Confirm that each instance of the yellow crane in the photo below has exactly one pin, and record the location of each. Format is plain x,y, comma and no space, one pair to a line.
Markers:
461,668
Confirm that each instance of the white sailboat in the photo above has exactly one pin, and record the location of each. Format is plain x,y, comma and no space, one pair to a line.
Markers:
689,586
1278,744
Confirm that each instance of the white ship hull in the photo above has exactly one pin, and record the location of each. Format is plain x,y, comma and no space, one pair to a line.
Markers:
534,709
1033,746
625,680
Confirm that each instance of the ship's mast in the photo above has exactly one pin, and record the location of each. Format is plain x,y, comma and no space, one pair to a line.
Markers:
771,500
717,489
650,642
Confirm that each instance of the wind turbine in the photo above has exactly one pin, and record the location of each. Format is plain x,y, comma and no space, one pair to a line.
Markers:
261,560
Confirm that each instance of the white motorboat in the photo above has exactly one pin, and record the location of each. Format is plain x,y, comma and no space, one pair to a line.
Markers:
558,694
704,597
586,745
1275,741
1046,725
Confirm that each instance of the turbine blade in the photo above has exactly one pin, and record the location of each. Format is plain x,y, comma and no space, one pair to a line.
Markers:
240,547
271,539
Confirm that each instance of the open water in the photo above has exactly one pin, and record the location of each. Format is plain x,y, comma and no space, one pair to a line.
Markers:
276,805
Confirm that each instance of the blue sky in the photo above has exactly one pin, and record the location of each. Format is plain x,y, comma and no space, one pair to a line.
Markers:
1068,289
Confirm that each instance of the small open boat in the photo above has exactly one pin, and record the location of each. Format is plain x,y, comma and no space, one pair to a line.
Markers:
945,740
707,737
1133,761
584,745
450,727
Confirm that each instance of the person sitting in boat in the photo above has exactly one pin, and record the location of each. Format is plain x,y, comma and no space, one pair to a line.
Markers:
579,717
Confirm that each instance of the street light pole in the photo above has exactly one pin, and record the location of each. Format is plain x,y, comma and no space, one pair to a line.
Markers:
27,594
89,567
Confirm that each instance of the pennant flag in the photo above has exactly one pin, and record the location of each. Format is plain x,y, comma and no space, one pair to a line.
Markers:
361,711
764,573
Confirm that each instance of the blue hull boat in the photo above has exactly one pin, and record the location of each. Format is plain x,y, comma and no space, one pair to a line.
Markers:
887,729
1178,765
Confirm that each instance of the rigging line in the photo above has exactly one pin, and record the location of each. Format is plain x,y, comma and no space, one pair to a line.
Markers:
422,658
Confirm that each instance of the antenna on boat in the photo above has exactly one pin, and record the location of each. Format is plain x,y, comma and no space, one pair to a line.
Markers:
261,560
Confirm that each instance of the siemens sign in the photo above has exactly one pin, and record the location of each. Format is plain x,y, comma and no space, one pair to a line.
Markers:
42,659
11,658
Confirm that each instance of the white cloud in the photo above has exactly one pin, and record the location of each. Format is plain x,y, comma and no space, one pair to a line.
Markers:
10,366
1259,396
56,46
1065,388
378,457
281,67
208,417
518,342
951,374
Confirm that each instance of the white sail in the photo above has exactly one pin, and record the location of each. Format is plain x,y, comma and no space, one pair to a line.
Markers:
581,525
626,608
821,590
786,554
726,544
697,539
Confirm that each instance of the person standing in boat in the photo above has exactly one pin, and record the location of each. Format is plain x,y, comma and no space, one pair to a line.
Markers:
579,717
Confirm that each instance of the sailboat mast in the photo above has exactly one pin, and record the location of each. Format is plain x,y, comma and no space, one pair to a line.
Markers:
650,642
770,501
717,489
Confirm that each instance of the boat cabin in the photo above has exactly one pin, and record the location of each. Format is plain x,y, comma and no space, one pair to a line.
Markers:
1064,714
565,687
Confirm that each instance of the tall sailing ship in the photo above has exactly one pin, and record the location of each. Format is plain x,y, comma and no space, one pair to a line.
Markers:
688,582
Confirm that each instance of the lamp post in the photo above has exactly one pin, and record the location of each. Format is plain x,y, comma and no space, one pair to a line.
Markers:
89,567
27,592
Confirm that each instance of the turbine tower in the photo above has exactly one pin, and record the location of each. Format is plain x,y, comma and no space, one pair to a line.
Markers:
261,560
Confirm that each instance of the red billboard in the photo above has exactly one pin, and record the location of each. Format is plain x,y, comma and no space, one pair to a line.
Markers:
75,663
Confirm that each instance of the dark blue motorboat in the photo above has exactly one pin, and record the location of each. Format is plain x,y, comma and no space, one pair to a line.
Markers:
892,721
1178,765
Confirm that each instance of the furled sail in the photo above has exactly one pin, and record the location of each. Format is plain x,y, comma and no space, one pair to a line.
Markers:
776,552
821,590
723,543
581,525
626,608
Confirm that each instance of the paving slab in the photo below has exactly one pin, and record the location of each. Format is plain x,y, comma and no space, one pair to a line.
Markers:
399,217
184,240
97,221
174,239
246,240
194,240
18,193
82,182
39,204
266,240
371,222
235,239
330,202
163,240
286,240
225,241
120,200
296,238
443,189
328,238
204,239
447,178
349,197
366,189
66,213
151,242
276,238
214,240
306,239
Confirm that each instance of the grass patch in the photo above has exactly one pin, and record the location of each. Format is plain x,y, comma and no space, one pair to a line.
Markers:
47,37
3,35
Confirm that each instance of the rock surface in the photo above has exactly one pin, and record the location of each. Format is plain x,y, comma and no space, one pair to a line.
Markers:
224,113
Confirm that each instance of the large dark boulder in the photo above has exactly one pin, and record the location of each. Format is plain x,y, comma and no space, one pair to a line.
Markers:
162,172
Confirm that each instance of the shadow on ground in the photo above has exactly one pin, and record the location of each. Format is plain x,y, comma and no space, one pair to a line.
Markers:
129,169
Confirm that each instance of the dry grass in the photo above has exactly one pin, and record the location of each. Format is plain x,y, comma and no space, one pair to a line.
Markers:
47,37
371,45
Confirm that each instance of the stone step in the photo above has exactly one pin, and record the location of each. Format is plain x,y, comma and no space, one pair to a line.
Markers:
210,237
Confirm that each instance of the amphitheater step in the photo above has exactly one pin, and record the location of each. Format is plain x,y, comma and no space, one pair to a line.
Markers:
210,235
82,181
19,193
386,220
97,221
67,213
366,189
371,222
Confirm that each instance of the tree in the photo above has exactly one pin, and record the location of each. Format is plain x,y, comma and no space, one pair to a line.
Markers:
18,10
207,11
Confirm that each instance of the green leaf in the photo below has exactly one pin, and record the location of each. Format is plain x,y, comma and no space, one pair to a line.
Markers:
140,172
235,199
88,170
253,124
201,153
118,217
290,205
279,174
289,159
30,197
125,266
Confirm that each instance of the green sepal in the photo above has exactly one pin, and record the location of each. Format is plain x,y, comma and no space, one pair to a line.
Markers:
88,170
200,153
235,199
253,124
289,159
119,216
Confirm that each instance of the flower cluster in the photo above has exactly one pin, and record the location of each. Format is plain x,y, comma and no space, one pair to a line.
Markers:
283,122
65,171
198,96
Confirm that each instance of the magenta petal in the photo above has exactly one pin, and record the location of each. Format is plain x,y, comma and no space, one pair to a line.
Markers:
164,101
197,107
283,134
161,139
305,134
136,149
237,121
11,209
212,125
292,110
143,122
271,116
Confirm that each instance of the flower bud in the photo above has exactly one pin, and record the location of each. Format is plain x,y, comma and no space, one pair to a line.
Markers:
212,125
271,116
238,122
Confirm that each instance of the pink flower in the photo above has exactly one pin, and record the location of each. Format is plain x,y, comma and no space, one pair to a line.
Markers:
..........
Instructions for the task: Can you reproduce the items from the line with "Confirm that each instance of the flower bud" up to and including the last line of the items, with every x,y coordinate in the answers multiplied by 1.6 and rounded to a whole number, halves rounded up? Keep the requests and their format wording unchanged, and return only those lines.

Result:
Confirm that each instance of the flower bud in the photo above has exactly one pin, and record the location of each. Format is plain x,y, comma and no space, one pair to a line.
Markers:
339,200
434,186
381,195
Confirm that each instance of the pink flower in the photo above has exactly one pin, and record the location of each. Format is plain x,y, comma and no space, one pair to a line.
Markers:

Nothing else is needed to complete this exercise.